Aim of the task:
What you should write out is every line from the one containing "positive clicks: (530, 412) (198, 479)" to the end of the data, exactly and with nothing else.

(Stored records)
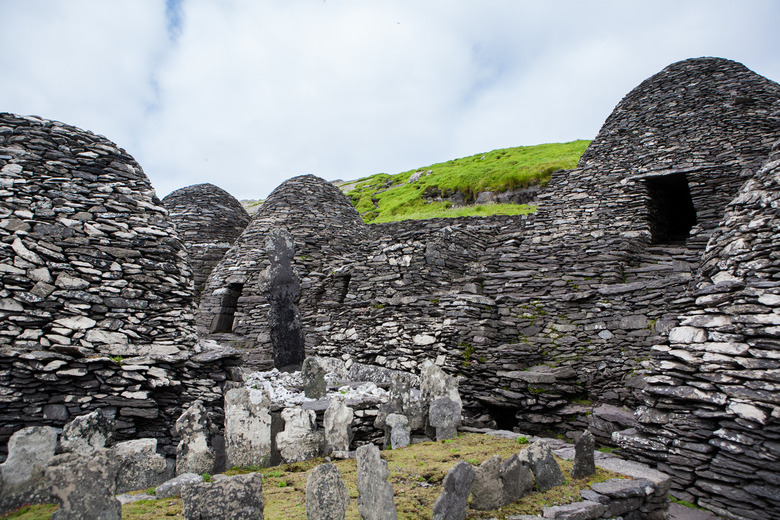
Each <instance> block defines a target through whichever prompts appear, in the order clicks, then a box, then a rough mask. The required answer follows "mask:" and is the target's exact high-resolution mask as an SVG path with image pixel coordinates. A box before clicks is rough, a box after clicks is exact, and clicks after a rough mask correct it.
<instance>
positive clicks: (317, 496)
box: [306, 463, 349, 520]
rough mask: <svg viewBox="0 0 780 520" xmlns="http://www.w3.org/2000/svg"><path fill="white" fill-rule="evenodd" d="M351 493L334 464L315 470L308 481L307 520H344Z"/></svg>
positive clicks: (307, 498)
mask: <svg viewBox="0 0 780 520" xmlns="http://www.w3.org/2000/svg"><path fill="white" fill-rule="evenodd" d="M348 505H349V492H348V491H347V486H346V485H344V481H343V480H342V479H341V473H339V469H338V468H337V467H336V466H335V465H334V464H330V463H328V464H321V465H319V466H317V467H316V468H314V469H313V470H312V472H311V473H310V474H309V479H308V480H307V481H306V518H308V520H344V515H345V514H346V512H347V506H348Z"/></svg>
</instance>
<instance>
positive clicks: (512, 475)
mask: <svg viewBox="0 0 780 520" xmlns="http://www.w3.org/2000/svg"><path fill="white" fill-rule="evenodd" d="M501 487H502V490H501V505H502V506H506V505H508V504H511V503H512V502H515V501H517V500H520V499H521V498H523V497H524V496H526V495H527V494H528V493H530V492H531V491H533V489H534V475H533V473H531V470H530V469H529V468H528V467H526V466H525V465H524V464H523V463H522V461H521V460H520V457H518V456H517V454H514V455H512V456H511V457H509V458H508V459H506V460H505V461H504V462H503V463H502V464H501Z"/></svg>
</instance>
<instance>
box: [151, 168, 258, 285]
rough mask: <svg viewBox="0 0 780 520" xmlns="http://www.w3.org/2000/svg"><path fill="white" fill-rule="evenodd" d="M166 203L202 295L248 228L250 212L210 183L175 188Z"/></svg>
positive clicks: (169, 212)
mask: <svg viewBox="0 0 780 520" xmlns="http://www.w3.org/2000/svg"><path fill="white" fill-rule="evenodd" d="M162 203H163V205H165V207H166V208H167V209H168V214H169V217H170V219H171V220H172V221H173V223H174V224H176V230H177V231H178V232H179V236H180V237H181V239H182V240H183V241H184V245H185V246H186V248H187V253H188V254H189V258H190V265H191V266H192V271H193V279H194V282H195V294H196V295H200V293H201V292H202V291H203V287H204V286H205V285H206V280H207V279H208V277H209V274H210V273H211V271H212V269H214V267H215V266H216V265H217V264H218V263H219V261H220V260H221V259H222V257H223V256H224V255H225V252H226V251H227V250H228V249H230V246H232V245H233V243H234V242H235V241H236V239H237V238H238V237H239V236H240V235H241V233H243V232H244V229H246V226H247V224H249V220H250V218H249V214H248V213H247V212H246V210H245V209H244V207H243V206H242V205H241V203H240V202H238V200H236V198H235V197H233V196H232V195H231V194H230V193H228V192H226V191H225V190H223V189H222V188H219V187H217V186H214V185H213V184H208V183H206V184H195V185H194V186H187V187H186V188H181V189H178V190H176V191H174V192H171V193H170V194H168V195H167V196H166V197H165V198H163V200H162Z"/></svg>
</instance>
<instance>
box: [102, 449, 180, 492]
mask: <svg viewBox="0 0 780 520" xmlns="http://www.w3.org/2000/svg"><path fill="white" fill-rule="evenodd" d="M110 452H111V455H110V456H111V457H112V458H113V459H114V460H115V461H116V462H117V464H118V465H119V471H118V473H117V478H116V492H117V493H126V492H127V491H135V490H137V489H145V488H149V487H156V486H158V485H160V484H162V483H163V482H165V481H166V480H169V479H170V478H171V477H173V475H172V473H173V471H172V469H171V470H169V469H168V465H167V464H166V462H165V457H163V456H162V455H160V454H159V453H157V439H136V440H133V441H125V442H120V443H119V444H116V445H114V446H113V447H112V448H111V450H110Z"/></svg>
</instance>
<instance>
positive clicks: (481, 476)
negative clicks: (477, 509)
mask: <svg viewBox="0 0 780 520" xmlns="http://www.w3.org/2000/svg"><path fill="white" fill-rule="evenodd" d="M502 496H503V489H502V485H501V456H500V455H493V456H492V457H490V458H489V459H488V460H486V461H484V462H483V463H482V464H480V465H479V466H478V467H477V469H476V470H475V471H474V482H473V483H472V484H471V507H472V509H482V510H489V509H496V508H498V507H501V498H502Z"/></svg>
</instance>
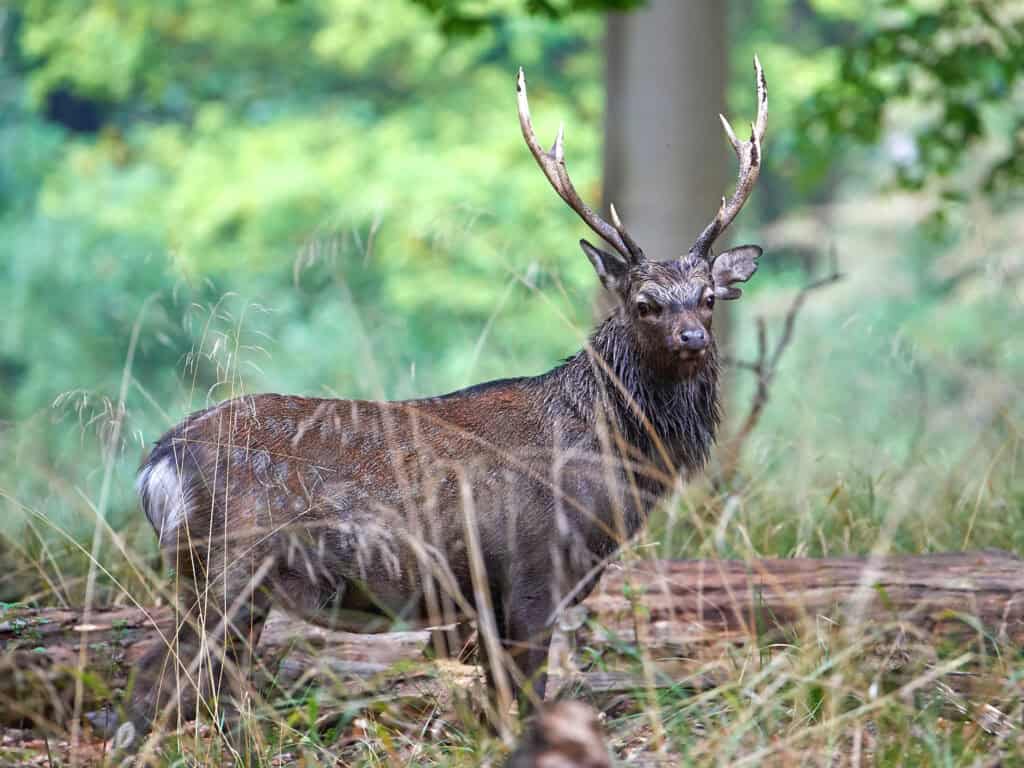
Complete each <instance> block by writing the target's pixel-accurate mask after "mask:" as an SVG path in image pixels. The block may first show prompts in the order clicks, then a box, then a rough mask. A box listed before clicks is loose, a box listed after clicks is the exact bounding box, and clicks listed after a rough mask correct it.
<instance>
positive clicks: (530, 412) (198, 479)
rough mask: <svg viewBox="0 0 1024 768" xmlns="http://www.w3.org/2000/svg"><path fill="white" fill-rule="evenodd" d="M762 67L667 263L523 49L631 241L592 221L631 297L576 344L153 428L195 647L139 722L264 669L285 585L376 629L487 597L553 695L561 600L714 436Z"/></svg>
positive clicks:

The completed task:
positive clicks: (530, 412) (198, 479)
rough mask: <svg viewBox="0 0 1024 768" xmlns="http://www.w3.org/2000/svg"><path fill="white" fill-rule="evenodd" d="M762 67L667 263L523 49L631 241L592 221L631 297L576 344L153 428L195 647L139 722L264 669L285 585L376 629L487 597L553 695L561 600L714 436Z"/></svg>
positive clicks:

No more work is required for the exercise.